### Passage shown
---+---

Vasile Paraschiv (April 3, 1928 – February 4, 2011) was a Romanian social and political activist.

Biography 
Paraschiv was born in Ordoreanu village, Clinceni commune, Ilfov County. After 1940, he worked in Bucharest and after 1947 he worked for the Romanian Communist Party, Romanian Post (December 1947 – November 1949).

He was member of the Romanian Communist Party (November 1946 – November 1968). After his resignation from Romanian Communist Party, he was arrested. From the end of the 1960s until the Communism's fall, he was a victim of psychiatric repression.

He had tried to set up a trade union but was kidnapped and tortured three times by the Securitate (secret police) which attempted to portray him as mentally disturbed.

Also, Paraschiv was a collaborator of Paul Goma. In 2002, Paul Goma wrote an article which includes a letter and Paraschiv's list of communist activists that persecuted him during communism.

Paraschiv died in 2011 from heart failure. He refused to be decorated by President Traian Băsescu, whom he labelled "a former communist".

---+---

### Data excerpts
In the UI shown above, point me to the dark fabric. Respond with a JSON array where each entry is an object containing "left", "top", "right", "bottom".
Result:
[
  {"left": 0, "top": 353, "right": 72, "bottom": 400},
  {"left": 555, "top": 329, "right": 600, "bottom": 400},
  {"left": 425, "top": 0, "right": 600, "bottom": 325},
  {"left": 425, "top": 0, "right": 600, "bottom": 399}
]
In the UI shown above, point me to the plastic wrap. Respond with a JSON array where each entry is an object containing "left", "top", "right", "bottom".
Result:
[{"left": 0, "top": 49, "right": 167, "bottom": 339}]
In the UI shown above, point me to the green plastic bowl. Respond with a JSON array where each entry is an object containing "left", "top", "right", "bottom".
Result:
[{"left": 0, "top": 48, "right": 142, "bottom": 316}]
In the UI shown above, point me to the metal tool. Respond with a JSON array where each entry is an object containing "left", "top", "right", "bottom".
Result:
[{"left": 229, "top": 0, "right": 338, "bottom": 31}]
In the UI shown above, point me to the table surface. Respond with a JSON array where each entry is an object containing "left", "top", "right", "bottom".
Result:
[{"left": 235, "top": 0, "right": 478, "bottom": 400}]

---+---

### Task set
1 – Echo the stretch of the Paraschiv biography from "He was member" through "him during communism.".
2 – Using the Paraschiv biography, answer these:
(a) In which county was Paraschiv born?
(b) From when to when was he a member of the Romanian Communist Party?
(c) How did he label President Traian Băsescu?

### Answers provided
1 –
He was member of the Romanian Communist Party (November 1946 – November 1968). After his resignation from Romanian Communist Party, he was arrested. From the end of the 1960s until the Communism's fall, he was a victim of psychiatric repression.

He had tried to set up a trade union but was kidnapped and tortured three times by the Securitate (secret police) which attempted to portray him as mentally disturbed.

Also, Paraschiv was a collaborator of Paul Goma. In 2002, Paul Goma wrote an article which includes a letter and Paraschiv's list of communist activists that persecuted him during communism.

2 –
(a) Ilfov County
(b) From November 1946 to November 1968
(c) As "a former communist"